Dataset excerpt:
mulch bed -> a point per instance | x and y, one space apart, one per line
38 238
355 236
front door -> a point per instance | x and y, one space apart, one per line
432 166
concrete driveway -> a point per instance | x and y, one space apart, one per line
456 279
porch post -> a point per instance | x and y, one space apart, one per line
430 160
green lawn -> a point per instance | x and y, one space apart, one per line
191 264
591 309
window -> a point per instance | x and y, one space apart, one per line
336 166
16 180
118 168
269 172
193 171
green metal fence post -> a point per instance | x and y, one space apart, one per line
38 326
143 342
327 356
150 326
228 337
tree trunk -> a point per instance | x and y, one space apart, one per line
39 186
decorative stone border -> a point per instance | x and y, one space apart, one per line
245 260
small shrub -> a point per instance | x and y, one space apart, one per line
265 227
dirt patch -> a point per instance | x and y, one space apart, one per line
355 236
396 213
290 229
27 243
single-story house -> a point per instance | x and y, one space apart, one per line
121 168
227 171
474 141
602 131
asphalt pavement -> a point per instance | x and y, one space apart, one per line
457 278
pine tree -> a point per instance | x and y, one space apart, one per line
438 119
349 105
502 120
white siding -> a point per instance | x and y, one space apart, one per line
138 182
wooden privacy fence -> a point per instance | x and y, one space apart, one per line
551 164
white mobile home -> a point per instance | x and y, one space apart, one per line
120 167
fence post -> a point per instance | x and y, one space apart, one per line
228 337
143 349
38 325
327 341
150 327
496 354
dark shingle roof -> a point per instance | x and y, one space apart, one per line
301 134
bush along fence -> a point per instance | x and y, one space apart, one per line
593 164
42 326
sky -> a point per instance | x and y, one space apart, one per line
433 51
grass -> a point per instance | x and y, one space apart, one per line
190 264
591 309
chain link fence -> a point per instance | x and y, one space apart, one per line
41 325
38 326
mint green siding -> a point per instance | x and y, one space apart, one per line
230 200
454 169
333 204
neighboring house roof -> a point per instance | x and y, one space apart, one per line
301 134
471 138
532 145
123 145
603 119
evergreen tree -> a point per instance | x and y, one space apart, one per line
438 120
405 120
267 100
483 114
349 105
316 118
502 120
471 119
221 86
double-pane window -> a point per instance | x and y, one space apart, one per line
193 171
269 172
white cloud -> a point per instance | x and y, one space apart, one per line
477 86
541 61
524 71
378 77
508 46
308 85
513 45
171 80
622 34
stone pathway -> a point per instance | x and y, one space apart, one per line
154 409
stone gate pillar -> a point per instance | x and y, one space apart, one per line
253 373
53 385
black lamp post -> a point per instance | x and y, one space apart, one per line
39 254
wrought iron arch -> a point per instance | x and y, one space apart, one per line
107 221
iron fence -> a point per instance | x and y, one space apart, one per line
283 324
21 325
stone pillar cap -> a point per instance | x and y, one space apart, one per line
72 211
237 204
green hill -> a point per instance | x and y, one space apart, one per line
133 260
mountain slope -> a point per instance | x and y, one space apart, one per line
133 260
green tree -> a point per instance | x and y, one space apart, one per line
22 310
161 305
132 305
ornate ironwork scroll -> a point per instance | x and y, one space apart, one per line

**Task to complete**
Above are some records; repeat all of them exactly.

**Exercise output**
mulch bed -> a point per instance | x and y, one space apart, one per line
38 238
355 236
front door -> a point per instance | x and y, one space apart, one per line
432 166
concrete driveway -> a point per instance | x and y, one space apart, one per line
456 279
porch post -> a point per instance | x and y, one space apart, one per line
430 160
green lawn -> a point per instance | x and y, one space apart, one per line
191 264
591 309
window -> a point per instance | x and y, one space apart, one per line
336 166
16 180
118 168
269 172
193 171
green metal fence post -> a point per instance | x and y, one space apart, one per line
38 326
143 342
327 356
150 326
228 337
tree trunk -> a point per instance | x and y, one space apart, one per line
39 186
decorative stone border -> a point per instance | x and y, one space apart, one per line
245 260
small shrub -> a point per instance | x and y, one space apart, one per line
265 227
dirt patch -> a point per instance | x and y, one space apart, one per line
355 236
396 213
290 229
27 243
single-story house -> a point per instance | x and y, one space apart, one per line
121 168
227 171
474 141
602 131
asphalt pavement -> a point per instance | x and y, one space apart, one per line
457 278
pine tree -> a point per instance | x and y, one space apart, one per line
438 119
349 105
502 120
white siding -> a point per instance | x and y, one space apart, one per line
138 182
wooden privacy fence -> a point per instance | x and y, one space apart, one per line
551 164
white mobile home -> a point per instance | x and y, one space apart, one per line
120 167
fence post -> a point per instance | x and y, one space apart, one per line
228 337
143 349
38 325
327 341
150 327
496 354
dark shingle roof -> a point per instance | x and y, one space apart, one per line
301 134
bush along fence -> a point per instance | x and y, one space apart, one per line
593 164
42 326
sky -> a point per instance | x and y, one space apart, one per line
433 51
grass -> a point per instance | x and y, one space apart, one per line
190 264
591 309
chain link fence -> a point per instance | x and y, one space apart, one per line
41 325
38 326
mint green siding -> a point per instance | x and y, one space apart, one per line
230 200
454 169
333 204
neighboring house roof -> a point per instance | x and y, one space apart, one per line
301 134
471 138
532 145
123 145
603 119
evergreen tree -> a point per instance | x and y, one space apart, one per line
438 120
405 120
267 100
483 114
349 105
316 118
502 120
471 119
221 86
double-pane window -> a point per instance | x and y, one space apart, one per line
193 171
269 172
white cloud -> a point per instance | x and y, one space apart, one per line
477 86
541 61
524 71
378 77
508 46
308 85
513 45
171 80
622 34
stone pathway -> a point per instance | x and y, one space apart, one per line
154 409
stone gate pillar -> a point per instance | x and y, one space apart, one per line
253 373
53 385
black lamp post -> a point per instance | x and y, one space apart, one per line
39 254
wrought iron arch -> a point per instance | x and y, one space apart, one per line
107 221
iron fence -> a point per instance | x and y, one space apart, one per line
283 324
21 325
stone pillar cap -> a point per instance | x and y, one space apart, one per line
72 211
237 204
green hill -> a point per instance | x and y, one space apart, one per line
133 260
mountain slope -> a point per instance | x and y, one space apart, one per line
133 260
green tree -> a point per instance | x and y, one space apart, one per line
22 310
161 305
132 305
ornate ironwork scroll -> a point per instance | x and y, one space apart, one per line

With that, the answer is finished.